Exercise aim:
Where does "photo" occur in the listing? Copy every line that holds it.
***** Available records
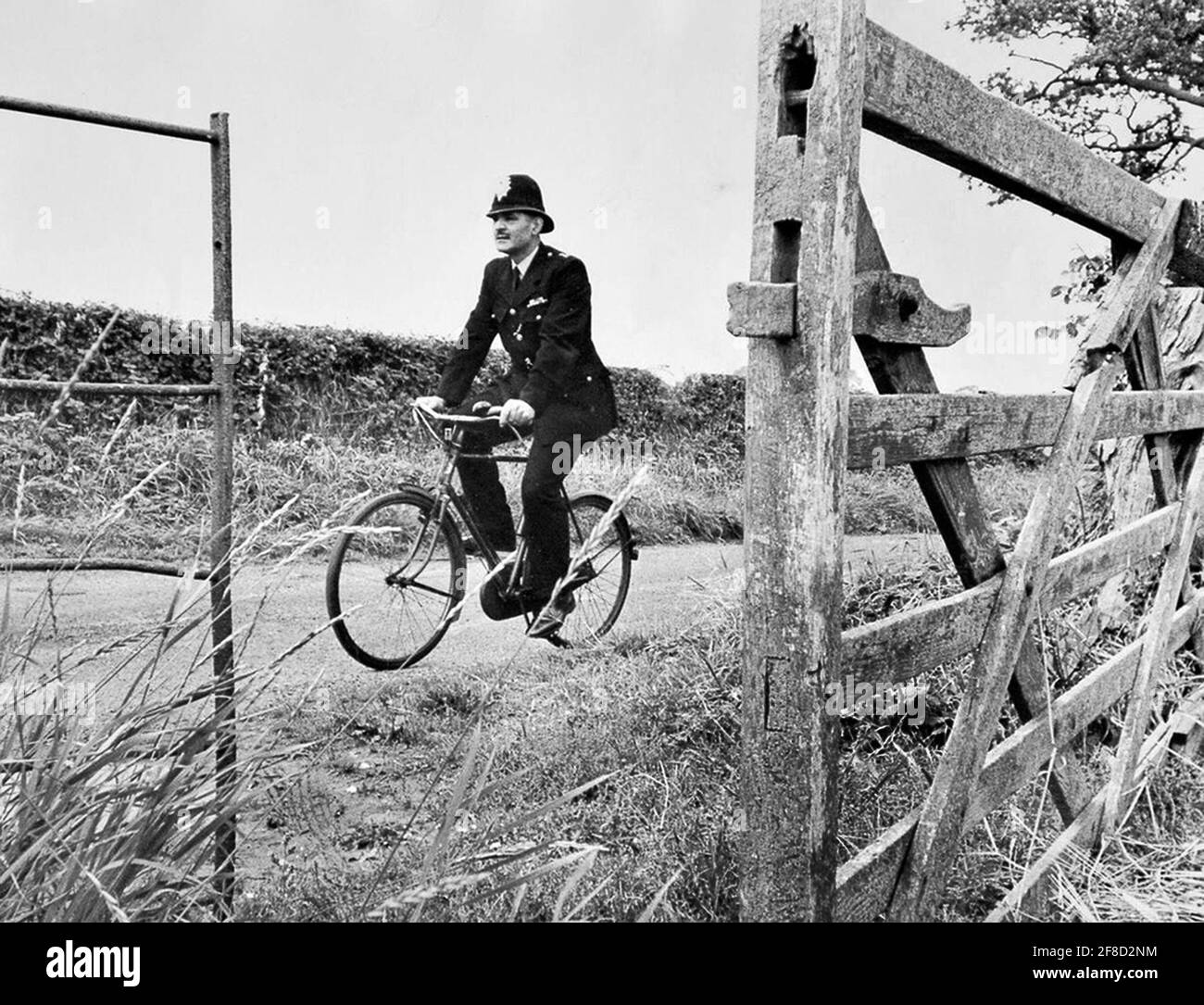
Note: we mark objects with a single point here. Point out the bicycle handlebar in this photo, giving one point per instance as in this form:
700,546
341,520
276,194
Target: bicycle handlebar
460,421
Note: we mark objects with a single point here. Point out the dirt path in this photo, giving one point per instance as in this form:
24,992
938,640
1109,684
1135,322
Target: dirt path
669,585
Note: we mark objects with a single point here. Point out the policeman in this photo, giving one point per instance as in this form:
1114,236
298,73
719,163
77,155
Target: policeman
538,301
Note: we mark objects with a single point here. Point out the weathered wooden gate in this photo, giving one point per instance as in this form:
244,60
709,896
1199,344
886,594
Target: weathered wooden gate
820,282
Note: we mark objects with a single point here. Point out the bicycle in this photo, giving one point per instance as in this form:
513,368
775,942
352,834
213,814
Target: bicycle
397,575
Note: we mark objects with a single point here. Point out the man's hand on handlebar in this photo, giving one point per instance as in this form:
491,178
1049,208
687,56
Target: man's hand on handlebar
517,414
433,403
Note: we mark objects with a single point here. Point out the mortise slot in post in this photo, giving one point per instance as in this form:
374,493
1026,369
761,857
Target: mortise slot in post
**********
Expected output:
Note: we mark objects with a single point here. Point out the bicycle handlebar in this photo, giving one point per instance as in this form:
Note: we mark objects with a single point here. Point out the dirt path in this photo, giving one point per instance as in this form:
Note: we mark objects with a single point here. Point out the policeman in this photo, giving one point per instance as in this form:
Note: we mark objects with a single point here. Point out the weathered wooden gate in this photo, giving one point per instance as in this form:
Note: we mark objects with a single point here. Point out the bicycle in this photo, giving one point per instance as in this form:
Note: we mark objects with a single point here. Point out the man's hand on handlebar in this photo, giving one point per instance as in this form:
Note: we mark objects with a single point here. Point out the mortise slot in post in this photo, giving one point per instance as in this form:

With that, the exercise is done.